## To be done
Put the data from the line containing "of the front" through the final line into a Markdown table with two columns, Row and Line. Number each line in order and omit any blank lines.

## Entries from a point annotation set
___
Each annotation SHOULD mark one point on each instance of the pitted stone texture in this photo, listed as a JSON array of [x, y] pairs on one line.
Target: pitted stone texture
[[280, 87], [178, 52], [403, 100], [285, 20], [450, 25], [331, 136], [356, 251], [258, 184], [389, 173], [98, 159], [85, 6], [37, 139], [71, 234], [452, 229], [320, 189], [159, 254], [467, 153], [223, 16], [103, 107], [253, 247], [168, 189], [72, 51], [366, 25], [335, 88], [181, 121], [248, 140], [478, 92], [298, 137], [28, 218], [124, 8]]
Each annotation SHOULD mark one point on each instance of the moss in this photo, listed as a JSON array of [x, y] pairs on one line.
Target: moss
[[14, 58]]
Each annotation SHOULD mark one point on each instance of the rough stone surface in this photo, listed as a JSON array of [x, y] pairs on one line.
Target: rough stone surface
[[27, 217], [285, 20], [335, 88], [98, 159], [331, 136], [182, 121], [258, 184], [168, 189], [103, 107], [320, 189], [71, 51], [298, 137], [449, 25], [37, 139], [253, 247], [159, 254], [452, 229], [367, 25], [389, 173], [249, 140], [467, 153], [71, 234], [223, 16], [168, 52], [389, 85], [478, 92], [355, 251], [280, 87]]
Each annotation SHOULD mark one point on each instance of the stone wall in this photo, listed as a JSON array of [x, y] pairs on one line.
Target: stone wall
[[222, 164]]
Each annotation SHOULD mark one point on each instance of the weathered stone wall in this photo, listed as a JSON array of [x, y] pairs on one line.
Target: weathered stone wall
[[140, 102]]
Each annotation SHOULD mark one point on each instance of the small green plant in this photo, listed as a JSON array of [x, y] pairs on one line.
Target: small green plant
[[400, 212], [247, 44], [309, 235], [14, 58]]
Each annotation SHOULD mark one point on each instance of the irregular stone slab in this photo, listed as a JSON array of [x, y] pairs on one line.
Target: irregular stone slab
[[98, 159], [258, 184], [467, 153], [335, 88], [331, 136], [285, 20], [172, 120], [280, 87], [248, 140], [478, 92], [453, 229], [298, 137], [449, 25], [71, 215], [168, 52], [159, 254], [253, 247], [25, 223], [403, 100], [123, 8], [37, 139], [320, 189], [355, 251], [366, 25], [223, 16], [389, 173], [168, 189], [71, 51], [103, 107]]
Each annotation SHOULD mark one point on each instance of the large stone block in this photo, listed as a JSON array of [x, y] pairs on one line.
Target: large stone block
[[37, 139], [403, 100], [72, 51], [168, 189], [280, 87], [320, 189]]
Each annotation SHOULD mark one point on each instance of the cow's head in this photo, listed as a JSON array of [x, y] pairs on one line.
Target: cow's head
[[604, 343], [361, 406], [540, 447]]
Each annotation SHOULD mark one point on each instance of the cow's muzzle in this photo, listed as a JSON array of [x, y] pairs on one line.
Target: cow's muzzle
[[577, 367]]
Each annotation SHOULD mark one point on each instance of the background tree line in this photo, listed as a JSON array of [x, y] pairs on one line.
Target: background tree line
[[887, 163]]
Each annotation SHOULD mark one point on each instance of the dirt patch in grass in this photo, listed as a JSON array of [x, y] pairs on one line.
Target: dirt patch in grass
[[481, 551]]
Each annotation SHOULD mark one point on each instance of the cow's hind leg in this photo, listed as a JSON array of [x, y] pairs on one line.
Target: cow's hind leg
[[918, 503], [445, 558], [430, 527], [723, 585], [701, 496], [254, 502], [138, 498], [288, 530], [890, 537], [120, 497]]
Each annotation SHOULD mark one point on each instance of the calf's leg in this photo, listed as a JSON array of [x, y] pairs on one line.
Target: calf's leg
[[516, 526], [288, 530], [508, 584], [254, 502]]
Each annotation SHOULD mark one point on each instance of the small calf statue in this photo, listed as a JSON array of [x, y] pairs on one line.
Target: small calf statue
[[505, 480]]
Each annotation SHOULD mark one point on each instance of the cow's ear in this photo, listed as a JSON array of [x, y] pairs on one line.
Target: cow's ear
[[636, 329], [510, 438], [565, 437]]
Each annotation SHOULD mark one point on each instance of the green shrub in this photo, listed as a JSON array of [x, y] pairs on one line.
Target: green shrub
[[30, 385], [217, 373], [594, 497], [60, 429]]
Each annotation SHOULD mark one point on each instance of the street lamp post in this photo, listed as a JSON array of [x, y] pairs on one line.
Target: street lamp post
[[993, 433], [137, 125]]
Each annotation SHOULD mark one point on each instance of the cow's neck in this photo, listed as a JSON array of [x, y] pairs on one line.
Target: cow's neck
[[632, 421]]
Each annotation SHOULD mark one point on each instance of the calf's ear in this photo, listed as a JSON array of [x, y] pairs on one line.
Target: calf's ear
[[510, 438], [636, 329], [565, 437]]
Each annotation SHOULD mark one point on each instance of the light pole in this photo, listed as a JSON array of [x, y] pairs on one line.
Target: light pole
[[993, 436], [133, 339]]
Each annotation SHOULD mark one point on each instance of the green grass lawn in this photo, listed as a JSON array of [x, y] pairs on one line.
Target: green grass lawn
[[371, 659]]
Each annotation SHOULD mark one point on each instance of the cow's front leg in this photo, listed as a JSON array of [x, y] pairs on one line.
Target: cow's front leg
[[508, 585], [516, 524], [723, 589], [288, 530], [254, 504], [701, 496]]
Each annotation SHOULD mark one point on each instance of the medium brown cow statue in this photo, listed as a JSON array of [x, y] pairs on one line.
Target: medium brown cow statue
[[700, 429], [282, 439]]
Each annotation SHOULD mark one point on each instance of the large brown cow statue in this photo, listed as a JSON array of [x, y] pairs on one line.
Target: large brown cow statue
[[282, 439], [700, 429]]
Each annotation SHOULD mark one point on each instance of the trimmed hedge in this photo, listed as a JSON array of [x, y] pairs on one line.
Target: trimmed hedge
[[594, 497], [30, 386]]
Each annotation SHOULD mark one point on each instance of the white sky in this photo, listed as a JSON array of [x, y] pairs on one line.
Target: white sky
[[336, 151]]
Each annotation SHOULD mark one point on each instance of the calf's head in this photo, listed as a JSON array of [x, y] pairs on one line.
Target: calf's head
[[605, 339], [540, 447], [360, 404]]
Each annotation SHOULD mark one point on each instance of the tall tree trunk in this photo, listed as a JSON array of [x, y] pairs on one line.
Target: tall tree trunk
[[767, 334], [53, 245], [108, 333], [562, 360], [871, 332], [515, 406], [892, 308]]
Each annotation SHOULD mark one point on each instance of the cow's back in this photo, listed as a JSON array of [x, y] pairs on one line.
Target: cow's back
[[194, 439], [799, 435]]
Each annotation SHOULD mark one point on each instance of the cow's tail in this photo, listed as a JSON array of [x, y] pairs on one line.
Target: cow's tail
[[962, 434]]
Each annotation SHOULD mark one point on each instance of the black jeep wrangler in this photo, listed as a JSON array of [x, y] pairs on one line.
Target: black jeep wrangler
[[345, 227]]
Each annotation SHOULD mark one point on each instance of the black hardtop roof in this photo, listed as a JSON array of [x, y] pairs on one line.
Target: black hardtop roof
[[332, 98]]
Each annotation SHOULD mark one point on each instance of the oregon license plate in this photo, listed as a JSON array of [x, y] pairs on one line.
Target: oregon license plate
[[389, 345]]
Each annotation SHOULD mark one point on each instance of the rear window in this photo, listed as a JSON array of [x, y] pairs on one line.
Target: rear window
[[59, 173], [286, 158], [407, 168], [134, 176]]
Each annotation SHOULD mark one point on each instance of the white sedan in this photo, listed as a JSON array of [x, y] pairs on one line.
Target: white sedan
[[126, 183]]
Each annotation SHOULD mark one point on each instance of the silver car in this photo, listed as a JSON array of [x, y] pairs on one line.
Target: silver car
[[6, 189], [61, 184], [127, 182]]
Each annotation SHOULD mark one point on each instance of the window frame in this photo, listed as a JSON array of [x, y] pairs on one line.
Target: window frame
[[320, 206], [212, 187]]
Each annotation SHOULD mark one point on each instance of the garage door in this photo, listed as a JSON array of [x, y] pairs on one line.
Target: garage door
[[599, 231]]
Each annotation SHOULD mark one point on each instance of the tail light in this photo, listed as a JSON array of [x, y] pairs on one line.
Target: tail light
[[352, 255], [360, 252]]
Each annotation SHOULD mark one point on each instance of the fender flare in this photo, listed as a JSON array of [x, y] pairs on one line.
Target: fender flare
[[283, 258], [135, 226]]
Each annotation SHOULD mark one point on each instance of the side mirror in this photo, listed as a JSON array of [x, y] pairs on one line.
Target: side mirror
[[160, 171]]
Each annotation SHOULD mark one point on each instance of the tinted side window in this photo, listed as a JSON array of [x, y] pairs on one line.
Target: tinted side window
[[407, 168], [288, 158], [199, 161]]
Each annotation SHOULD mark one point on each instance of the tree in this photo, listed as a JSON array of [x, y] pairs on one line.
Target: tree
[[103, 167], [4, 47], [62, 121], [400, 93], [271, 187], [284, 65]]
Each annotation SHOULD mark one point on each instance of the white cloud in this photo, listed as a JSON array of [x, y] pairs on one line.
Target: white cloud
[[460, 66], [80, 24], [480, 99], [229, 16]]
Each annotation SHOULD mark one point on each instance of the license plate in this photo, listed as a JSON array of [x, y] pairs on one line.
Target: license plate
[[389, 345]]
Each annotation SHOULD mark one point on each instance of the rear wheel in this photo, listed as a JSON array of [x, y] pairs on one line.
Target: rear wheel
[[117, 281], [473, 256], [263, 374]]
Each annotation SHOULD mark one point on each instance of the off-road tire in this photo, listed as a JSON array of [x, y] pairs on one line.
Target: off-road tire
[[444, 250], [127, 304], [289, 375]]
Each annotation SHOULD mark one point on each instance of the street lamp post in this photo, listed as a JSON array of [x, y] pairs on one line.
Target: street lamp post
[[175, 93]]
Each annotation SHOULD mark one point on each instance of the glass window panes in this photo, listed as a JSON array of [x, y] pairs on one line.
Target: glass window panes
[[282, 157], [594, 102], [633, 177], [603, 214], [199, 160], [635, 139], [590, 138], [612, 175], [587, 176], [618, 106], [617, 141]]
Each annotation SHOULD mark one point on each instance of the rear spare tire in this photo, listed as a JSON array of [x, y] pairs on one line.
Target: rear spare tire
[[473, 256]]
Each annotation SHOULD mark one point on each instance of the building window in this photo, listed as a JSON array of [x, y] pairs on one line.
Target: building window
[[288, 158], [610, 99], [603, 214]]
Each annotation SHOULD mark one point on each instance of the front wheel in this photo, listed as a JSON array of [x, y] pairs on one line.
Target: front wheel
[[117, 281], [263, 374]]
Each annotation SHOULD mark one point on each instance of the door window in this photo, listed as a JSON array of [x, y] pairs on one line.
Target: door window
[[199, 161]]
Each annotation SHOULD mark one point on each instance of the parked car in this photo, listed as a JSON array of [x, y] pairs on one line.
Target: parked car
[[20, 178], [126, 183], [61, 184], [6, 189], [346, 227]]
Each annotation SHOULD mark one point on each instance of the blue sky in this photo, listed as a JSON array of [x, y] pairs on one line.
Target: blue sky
___
## Task answer
| Row | Line |
|---|---|
| 1 | Each annotation SHOULD mark one point on each instance of the front wheel in this photo, listed as a JSON array of [x, y] pairs on one line. |
| 2 | Target: front wheel |
| 3 | [[117, 281], [263, 374]] |
| 4 | Each annotation SHOULD mark one point on each instance of the door window in this photo, listed as a JSON array of [x, y] pairs on one line. |
| 5 | Target: door window |
| 6 | [[199, 161]] |
| 7 | Each annotation SHOULD mark one point on each instance of the parked car in this photo, listed as a JSON array of [x, y] pairs on one line. |
| 8 | Target: parked car |
| 9 | [[20, 178], [126, 183], [61, 184], [6, 189], [346, 227]] |
| 10 | Each annotation SHOULD mark one point on each instance of the blue sky in this photo, listed as a JSON array of [x, y] pairs on one line. |
| 11 | Target: blue sky |